━━━━━ Text excerpt ━━━━━

Two out of three independent financial advisers now think that their clients ought to invest more in countries such as China, India, Brazil, Russia and the other emerging economies, according to research from Barings. Hallelujah!
The IFA community finally wakes up to the fact that there is a fundamental shift in wealth and power from west to east and it’s best if they pin their clients to the winningside for once. The idea that clients should have about 5 per cent of their portfolios (this is the percentage that many IFAs have used when advising clients) in the powerhouses of the emerging economies has been a bad call for a long time – try double or triple that and you’re nearer the mark.
These markets are more likely to suffer setbacks but the growth and demographic story is so compelling. And privately some IFAs admit it. One of the country’s leading investment IFAs told me recently that he was putting half of his personal new investments into ETFs investing in stock markets in the big emerging economies. That’s a lot more than 5 per cent. Of course, many investors are risk adverse, and at the back of their mind is the big question of political instability; hence IFAs, when drawing up their clients’ portfolios, not only have to ask how they can best make money long term but also what the client will actually swallow. It’s a lot easier sell to advise putting 10 grand in Neil Woodford’s giant Invesco UK equity income fund than, say, a Malaysian ETF.

━━━━━

* _Directions_
Reproduce the commentary on financial advisers and emerging-market investment in full, word for word.

━━━━━ Source material ━━━━━

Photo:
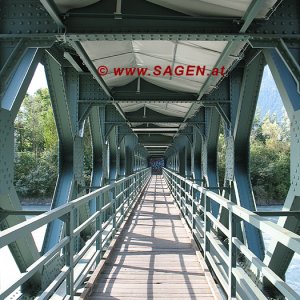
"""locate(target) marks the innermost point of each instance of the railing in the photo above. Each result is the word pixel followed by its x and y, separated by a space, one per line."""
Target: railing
pixel 112 204
pixel 235 266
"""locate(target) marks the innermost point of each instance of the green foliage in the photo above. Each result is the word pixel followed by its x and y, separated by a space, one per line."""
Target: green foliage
pixel 270 159
pixel 36 147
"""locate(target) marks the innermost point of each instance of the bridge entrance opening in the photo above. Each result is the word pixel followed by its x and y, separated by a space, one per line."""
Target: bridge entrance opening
pixel 156 165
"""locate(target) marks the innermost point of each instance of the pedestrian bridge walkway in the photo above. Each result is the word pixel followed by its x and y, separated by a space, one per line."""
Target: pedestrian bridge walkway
pixel 154 257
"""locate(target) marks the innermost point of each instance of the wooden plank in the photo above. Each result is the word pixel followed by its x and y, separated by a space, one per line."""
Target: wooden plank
pixel 153 257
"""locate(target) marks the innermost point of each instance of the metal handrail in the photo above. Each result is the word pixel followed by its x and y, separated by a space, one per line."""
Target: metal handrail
pixel 204 227
pixel 104 232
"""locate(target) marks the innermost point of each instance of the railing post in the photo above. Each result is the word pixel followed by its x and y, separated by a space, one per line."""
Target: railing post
pixel 207 224
pixel 99 222
pixel 232 255
pixel 69 252
pixel 194 210
pixel 122 198
pixel 114 211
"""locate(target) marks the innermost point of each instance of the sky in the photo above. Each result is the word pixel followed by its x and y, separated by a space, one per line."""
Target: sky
pixel 38 81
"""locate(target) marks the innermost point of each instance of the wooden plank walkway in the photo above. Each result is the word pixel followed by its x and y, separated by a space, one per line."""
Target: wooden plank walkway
pixel 153 257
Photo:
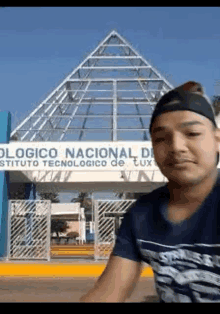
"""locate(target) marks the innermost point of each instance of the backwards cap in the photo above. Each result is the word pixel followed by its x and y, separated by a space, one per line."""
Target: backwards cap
pixel 189 96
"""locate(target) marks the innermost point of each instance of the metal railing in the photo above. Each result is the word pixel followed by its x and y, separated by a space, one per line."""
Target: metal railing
pixel 108 217
pixel 29 229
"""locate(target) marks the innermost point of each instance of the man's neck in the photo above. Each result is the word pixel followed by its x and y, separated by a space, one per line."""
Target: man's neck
pixel 191 195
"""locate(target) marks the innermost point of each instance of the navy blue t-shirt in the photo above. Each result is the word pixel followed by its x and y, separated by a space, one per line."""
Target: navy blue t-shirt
pixel 185 257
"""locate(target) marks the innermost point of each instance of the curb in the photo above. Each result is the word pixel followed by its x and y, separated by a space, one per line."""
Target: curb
pixel 57 270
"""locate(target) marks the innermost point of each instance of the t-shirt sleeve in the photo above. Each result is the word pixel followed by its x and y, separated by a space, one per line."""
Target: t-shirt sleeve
pixel 125 244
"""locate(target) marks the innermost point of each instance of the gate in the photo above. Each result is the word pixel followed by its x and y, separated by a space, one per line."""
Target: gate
pixel 29 229
pixel 108 217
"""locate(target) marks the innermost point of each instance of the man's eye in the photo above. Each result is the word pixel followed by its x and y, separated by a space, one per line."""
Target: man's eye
pixel 194 134
pixel 158 140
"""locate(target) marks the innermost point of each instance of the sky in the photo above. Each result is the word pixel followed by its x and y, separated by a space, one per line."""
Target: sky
pixel 39 46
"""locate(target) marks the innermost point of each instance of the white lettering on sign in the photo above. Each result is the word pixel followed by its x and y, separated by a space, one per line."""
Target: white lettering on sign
pixel 108 156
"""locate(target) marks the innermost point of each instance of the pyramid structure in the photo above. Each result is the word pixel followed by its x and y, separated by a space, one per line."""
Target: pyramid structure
pixel 110 96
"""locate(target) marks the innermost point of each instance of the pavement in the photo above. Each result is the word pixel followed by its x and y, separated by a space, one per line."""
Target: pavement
pixel 65 278
pixel 63 289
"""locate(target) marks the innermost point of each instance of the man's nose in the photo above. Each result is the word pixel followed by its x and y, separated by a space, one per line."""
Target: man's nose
pixel 177 143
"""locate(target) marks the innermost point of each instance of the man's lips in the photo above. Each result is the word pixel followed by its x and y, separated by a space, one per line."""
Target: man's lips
pixel 179 162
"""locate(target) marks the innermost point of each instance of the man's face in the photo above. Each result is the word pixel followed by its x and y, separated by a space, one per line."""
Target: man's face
pixel 185 146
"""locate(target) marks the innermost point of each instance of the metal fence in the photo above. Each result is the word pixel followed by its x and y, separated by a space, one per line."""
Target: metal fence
pixel 108 217
pixel 29 229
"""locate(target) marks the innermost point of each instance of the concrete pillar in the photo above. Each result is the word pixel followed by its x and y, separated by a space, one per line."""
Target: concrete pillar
pixel 5 130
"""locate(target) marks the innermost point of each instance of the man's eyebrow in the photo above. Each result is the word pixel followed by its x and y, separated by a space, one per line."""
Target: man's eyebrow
pixel 184 124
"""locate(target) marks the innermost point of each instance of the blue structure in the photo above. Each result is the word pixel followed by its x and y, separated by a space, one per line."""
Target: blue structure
pixel 5 131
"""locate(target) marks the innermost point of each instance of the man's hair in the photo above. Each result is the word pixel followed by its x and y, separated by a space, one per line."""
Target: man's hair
pixel 193 87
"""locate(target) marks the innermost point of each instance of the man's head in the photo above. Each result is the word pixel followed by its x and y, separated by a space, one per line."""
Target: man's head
pixel 183 130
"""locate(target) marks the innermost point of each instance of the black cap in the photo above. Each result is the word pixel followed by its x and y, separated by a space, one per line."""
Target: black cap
pixel 184 100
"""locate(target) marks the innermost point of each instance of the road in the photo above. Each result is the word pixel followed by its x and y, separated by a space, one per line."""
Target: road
pixel 63 289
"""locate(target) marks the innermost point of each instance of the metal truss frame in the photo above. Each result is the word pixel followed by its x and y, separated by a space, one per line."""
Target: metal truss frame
pixel 108 217
pixel 114 74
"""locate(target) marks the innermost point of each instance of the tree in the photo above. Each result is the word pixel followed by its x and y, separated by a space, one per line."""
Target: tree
pixel 85 202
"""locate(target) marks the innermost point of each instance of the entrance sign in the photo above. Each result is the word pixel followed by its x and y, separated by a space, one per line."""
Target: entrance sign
pixel 86 156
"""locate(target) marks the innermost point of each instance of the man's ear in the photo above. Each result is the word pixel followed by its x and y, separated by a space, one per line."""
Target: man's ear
pixel 217 137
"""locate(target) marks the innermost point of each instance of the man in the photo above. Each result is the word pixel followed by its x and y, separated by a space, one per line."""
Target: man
pixel 175 227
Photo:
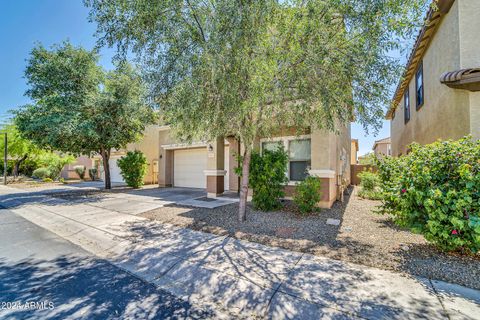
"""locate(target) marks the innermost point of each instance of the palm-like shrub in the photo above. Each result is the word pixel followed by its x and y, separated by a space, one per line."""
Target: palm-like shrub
pixel 133 167
pixel 92 173
pixel 267 178
pixel 369 185
pixel 308 195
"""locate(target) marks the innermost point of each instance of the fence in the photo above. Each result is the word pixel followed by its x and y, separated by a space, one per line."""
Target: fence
pixel 355 169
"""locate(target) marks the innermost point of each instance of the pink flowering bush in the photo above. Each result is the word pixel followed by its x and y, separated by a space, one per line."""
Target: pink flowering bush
pixel 435 190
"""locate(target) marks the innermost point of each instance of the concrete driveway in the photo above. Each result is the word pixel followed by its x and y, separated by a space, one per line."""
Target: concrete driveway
pixel 136 201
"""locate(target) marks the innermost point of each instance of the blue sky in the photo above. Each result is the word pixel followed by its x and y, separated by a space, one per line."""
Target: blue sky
pixel 25 22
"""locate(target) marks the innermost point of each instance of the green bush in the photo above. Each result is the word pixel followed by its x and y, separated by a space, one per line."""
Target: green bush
pixel 435 190
pixel 92 173
pixel 133 168
pixel 307 195
pixel 369 185
pixel 267 178
pixel 41 173
pixel 55 163
pixel 80 170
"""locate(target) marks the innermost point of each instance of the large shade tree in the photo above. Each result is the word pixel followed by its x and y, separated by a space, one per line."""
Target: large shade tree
pixel 80 108
pixel 243 68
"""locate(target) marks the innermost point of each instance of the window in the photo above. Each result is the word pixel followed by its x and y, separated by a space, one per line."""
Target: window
pixel 299 159
pixel 406 101
pixel 271 146
pixel 299 153
pixel 419 86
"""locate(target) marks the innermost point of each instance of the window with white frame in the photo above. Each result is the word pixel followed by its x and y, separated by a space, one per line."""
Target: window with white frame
pixel 299 154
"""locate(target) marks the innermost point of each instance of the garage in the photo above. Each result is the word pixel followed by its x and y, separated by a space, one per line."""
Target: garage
pixel 188 167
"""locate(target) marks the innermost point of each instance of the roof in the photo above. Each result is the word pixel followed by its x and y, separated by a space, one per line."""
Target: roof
pixel 468 79
pixel 355 141
pixel 384 140
pixel 425 36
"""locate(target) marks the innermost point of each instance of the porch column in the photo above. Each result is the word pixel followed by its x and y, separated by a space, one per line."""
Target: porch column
pixel 323 160
pixel 165 168
pixel 215 172
pixel 234 151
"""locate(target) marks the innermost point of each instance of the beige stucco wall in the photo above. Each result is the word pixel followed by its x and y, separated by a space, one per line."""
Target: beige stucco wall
pixel 149 145
pixel 446 111
pixel 381 149
pixel 475 114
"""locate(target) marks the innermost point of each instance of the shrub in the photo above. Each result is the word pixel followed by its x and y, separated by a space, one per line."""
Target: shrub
pixel 55 163
pixel 92 173
pixel 41 173
pixel 267 178
pixel 80 170
pixel 435 190
pixel 307 195
pixel 133 168
pixel 369 185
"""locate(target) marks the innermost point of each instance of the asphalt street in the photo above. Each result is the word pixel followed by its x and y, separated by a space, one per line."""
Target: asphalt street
pixel 42 276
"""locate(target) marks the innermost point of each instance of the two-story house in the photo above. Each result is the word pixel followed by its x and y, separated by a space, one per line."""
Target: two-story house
pixel 438 96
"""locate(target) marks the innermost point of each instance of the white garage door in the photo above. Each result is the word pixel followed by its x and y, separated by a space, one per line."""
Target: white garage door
pixel 115 175
pixel 188 167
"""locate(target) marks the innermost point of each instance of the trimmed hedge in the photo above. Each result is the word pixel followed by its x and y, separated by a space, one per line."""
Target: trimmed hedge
pixel 435 190
pixel 133 167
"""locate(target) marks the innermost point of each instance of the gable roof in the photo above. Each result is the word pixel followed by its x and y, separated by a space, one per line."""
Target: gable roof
pixel 425 36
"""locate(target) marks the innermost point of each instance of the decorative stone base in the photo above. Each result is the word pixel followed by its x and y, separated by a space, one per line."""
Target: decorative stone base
pixel 327 190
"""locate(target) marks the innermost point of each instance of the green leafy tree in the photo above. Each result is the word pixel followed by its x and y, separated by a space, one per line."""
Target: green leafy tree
pixel 80 108
pixel 19 149
pixel 243 68
pixel 133 167
pixel 307 195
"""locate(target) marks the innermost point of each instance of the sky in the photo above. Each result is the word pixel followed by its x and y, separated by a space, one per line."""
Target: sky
pixel 23 23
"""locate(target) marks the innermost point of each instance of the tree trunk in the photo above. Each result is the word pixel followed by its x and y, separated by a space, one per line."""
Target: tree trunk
pixel 106 167
pixel 242 208
pixel 17 166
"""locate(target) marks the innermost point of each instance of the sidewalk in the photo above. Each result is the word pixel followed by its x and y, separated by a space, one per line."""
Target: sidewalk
pixel 239 277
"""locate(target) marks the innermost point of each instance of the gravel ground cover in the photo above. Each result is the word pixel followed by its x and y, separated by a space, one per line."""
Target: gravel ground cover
pixel 362 237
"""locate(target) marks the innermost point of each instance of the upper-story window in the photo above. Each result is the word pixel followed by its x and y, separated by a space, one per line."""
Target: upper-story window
pixel 419 86
pixel 406 102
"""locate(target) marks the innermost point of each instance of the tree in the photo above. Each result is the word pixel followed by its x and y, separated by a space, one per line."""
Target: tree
pixel 80 108
pixel 367 159
pixel 19 149
pixel 244 68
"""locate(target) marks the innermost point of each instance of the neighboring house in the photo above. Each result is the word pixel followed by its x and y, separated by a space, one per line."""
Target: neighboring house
pixel 211 165
pixel 354 152
pixel 439 94
pixel 382 147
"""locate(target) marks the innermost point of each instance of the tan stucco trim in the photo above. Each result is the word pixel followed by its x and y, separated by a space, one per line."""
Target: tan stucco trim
pixel 319 173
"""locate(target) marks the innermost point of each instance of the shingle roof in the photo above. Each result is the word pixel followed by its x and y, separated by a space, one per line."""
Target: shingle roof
pixel 424 38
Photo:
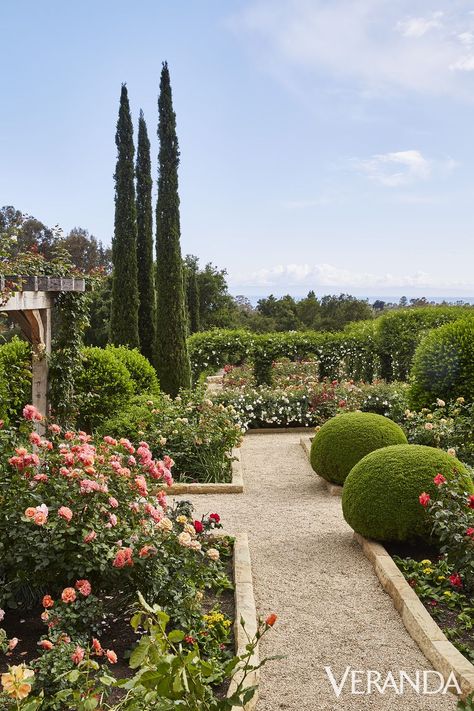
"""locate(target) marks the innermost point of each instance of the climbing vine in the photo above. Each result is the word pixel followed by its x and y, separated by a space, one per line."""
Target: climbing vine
pixel 70 317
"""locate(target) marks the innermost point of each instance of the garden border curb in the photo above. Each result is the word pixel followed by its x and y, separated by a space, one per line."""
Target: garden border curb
pixel 419 624
pixel 244 609
pixel 333 489
pixel 235 487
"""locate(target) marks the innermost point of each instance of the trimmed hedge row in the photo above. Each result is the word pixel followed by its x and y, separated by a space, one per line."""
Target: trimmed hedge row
pixel 383 348
pixel 350 353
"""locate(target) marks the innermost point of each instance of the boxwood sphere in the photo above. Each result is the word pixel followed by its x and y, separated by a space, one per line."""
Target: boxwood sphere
pixel 343 440
pixel 380 499
pixel 443 365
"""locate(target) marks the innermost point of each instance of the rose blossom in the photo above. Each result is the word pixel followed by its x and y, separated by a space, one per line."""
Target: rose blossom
pixel 424 499
pixel 78 655
pixel 65 513
pixel 111 656
pixel 84 587
pixel 46 644
pixel 68 595
pixel 48 601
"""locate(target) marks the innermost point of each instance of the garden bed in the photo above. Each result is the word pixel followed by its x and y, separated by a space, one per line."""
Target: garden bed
pixel 419 623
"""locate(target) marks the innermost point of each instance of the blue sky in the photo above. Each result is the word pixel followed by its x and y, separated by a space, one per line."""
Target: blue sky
pixel 325 144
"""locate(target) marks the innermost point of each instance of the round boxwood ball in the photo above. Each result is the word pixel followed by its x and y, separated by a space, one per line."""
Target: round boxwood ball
pixel 380 499
pixel 343 440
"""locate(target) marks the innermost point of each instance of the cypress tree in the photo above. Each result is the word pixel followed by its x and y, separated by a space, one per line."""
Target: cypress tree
pixel 172 357
pixel 124 309
pixel 146 281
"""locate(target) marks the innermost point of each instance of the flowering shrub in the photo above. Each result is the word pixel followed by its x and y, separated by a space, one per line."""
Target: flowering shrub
pixel 439 588
pixel 451 514
pixel 310 403
pixel 449 426
pixel 74 510
pixel 196 432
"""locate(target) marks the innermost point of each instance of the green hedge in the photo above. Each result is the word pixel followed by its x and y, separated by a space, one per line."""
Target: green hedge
pixel 443 366
pixel 345 439
pixel 349 353
pixel 15 379
pixel 400 332
pixel 380 498
pixel 141 371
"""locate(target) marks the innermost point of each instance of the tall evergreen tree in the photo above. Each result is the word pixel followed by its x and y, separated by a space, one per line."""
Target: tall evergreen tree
pixel 172 357
pixel 146 281
pixel 192 292
pixel 124 309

━━━━━

* _Response for this exercise_
Two out of three independent financial advisers now think that their clients ought to invest more in countries such as China, India, Brazil, Russia and the other emerging economies, according to research from Barings. Hallelujah!
The IFA community finally wakes up to the fact that there is a fundamental shift in wealth and power from west to east and it’s best if they pin their clients to the winningside for once. The idea that clients should have about 5 per cent of their portfolios (this is the percentage that many IFAs have used when advising clients) in the powerhouses of the emerging economies has been a bad call for a long time – try double or triple that and you’re nearer the mark.
These markets are more likely to suffer setbacks but the growth and demographic story is so compelling. And privately some IFAs admit it. One of the country’s leading investment IFAs told me recently that he was putting half of his personal new investments into ETFs investing in stock markets in the big emerging economies. That’s a lot more than 5 per cent. Of course, many investors are risk adverse, and at the back of their mind is the big question of political instability; hence IFAs, when drawing up their clients’ portfolios, not only have to ask how they can best make money long term but also what the client will actually swallow. It’s a lot easier sell to advise putting 10 grand in Neil Woodford’s giant Invesco UK equity income fund than, say, a Malaysian ETF.